• [Page excerpt]
Sunday, April 17, 2005

Shaving on חול המועד

I. Introduction
The Mishna in Moed katan says that a person is not allowed to take a haircut/shave on Chol hamoed. The reason given is so that a person should not come into Yom Tov looking bad. R' Tam holds that of you took a haircut on Erev Yom Tov you can take one on Chol Hamoed, this opinion is not accepted.

II. Nowadays, can someone who shaves everyday shave on חול המועד
There are 3 opinions:
1. It is permitted if needed
2. You are חייב to shave
3. It is prohibited to shave

R' Moshe (אגרות משה או"ח חלק א סימן קס"ג) holds that it is permitted if needed. He says that times have changed, many/most people shave everyday and therefore it is permitted to shave on חול המועד. Even if a person shaved on ערב יום טוב he needs to shave again on חול המועד and everyone knows this. Because there is no way out it is permitted (see the teshuva for all his reasoning).

RYBS takes R' Moshe's position to it's logical conclusion, since you are allowed to shave you are חייב to shave because of כבוד יום טוב of the last day.

Others (see for example shmiras shabbos k'hilchasa volume 2 chapter 53) hold that chazal made a gezera not to cut hair on חול המועד and therefore it applies in any and all cases and the fact that now people shave everyday is irrelevant, just like the prohibition of taking medicine applies on shabbos nowadays even though no one grinds their own medicine.

When I was in R' Willig's shiur as a freshman in YU, this question came up and he answered as follows. he said that the minhag is for yeshiva boys not to shave and he sees no reason to change that. What about כבוד יום טוב? He quoted a line from the Chasam Sofer "ניוולו זהו כבודו" meaning that coming into the last day of יום טוב unshaven is considered כבוד יום טוב because that is the practice. כבוד is a very subjective thing and depends on the time and place. If the minhag is not to shave then that is כבוד.

It comes out that if you hold like the Rav it really depends on where you live. If you live in a place where almost no one shaves (like I do in Israel), then even according to the Rav you could say that you shouldn't shave, it is not כבוד to stand out and be different then everyone else. If you live in a place where everyone shaves then the reverse applies, you wouldn't say ניוולו זהו כבודו and therefore you would be חייב to shave. If you live in a mixed community it would seem that both sevaras apply.

As always ask your Rav what to do.


Anonymous said...

• [Task item] Could you set down, word for word, the stretch of the post on shaving during Chol Hamoed from "Others (see for" through "their own medicine."?

• [Data]
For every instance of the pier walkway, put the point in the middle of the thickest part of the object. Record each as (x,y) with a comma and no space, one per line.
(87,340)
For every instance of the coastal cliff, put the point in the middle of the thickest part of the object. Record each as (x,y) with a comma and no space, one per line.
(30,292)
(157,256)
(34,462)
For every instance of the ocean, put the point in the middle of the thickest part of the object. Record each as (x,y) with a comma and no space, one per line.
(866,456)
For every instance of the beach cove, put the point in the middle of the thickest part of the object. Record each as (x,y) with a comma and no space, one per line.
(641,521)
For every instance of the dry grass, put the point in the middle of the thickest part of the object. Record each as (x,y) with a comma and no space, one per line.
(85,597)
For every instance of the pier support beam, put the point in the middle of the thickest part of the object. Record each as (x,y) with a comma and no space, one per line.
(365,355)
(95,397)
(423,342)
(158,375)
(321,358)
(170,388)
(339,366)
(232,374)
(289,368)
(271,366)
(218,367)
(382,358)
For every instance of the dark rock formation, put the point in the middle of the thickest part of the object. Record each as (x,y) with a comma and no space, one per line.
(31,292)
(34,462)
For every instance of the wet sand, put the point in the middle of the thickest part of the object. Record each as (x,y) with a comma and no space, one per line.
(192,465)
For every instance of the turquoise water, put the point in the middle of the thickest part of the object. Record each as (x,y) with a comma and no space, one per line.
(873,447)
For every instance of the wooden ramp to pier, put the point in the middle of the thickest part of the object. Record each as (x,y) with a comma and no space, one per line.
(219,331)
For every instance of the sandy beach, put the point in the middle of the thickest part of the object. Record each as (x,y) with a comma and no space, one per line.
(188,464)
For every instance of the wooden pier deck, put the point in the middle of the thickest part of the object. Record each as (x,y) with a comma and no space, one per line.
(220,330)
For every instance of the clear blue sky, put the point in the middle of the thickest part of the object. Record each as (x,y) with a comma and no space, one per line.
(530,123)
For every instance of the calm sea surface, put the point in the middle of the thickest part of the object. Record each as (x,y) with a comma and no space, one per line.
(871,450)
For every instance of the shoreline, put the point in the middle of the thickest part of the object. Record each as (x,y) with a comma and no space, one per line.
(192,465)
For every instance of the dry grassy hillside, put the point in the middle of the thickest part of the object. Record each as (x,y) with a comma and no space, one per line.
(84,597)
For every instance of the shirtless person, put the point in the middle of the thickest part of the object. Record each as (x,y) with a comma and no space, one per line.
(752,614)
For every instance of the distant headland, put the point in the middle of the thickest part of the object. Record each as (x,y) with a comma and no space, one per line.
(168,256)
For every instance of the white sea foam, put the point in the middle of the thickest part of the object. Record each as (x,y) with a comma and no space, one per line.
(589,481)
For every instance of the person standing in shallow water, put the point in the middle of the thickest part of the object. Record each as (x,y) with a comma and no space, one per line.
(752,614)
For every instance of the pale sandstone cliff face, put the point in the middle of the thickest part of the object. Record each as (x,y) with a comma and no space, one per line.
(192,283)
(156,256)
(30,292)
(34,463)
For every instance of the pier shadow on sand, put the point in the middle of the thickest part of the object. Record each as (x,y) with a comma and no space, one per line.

• [Task answer]
Others (see for example shmiras shabbos k'hilchasa volume 2 chapter 53) hold that chazal made a gezera not to cut hair on חול המועד and therefore it applies in any and all cases and the fact that now people shave everyday is irrelevant, just like the prohibition of taking medicine applies on shabbos nowadays even though no one grinds their own medicine.